◆ Requirement A ◆
In the passage on Victor Arnautoff and the FAP, do these statements agree with it? (i) Arnautoff studied at the California School of Fine Arts. (ii) The FAP lasted, in some form, until 1955. (iii) Around 10,000 artists worked for the FAP at some point. Answer yes or no for each and quote the deciding words.
◆ Requirement B ◆
Duplicate the part of the passage on Victor Arnautoff and the FAP that begins at the words "Victor Arnautoff and" and stops after "paint the revolution.".

◆ Text under study ◆
Content starts
Victor Arnautoff and the FAP
Arnautoff was born in 1896 in the Ukraine. During the Russian Civil War – in the wake of the October Revolution – he served with the anti-Bolshevik White Army. When the Red Army won the war he fled to China. From there he and his wife eventually made their way the Bay Area in 1925 – where he studied at the California School of Fine Arts. As Arnautoff hung out with left-wing artists in the Bay Area, and as he suffered the impact of the Great Depression, he moved to the left, eventually becoming a communist. He travelled to Mexico and worked as an assistant to the famous muralist and communist Diego Rivera. Arnautoff then returned to the United States to paint the revolution.
The FAP, which started in 1935 and lasted, in some form, until 1943, was an emergency New Deal program meant to keep artists from starving to death during the Great Depression. Around 10,000 artists worked, at some point, for the FAP – including the sculptor Augusta Savage and the abstract expressionist Jackson Pollock. The program established over one hundred community arts centers – from the Walker Art Center in Minneapolis to the Harlem Community Art Center in New York. The FAP was the first major public investment in the arts in US history. Within its ranks hundreds of communist and socialist artists organized both for their own material needs and to express socialist ideas in their work.
If the meaning of Arnautoff’s work is lost on some today, the reactionaries of his time saw it quite clearly. Conservatives tried to have his murals destroyed. He was criticized for a mural in the Palo Alto Medical Clinic that showed a bare breasted woman during a medical exam. And he was criticized for his Coit Tower mural depicting a newsstand with the conservative San Francisco Chronicle removed, replaced with communist and working-class newspapers. Arnautoff was even subpoenaed by the House Un-American Activities Committee for a 1955 lithograph of Richard Nixon titled DIX McSmear.
Content ends
Stored items from a collection:
Content starts
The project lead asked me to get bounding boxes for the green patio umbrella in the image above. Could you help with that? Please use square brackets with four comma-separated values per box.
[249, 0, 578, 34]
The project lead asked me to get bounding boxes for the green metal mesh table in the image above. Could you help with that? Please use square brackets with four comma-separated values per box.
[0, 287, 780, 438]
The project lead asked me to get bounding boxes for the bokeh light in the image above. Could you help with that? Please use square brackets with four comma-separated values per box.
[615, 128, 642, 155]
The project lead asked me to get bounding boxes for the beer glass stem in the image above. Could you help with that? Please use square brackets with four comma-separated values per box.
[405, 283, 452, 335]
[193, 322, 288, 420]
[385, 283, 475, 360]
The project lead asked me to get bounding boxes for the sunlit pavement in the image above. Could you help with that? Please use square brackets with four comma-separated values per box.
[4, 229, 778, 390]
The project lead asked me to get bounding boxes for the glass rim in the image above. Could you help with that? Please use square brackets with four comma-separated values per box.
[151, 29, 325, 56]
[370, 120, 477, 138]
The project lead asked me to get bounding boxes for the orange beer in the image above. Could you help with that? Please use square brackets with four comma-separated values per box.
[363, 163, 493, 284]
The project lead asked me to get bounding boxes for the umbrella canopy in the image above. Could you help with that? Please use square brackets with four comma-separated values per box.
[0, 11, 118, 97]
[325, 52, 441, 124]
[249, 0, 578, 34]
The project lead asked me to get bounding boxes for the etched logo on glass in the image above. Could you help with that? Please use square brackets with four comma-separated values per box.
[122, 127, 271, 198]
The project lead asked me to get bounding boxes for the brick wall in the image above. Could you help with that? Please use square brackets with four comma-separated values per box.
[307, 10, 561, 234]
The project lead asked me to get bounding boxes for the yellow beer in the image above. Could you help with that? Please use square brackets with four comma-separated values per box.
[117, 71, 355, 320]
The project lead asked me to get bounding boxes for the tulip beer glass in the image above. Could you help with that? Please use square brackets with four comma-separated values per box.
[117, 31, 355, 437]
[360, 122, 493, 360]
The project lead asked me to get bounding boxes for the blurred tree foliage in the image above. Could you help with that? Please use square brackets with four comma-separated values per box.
Content ends
◆ Expected answer A ◆
(i) Yes: "where he studied at the California School of Fine Arts"
(ii) No: "lasted, in some form, until 1943"
(iii) Yes: "Around 10,000 artists worked, at some point, for the FAP"

◆ Expected answer B ◆
Victor Arnautoff and the FAP
Arnautoff was born in 1896 in the Ukraine. During the Russian Civil War – in the wake of the October Revolution – he served with the anti-Bolshevik White Army. When the Red Army won the war he fled to China. From there he and his wife eventually made their way the Bay Area in 1925 – where he studied at the California School of Fine Arts. As Arnautoff hung out with left-wing artists in the Bay Area, and as he suffered the impact of the Great Depression, he moved to the left, eventually becoming a communist. He travelled to Mexico and worked as an assistant to the famous muralist and communist Diego Rivera. Arnautoff then returned to the United States to paint the revolution.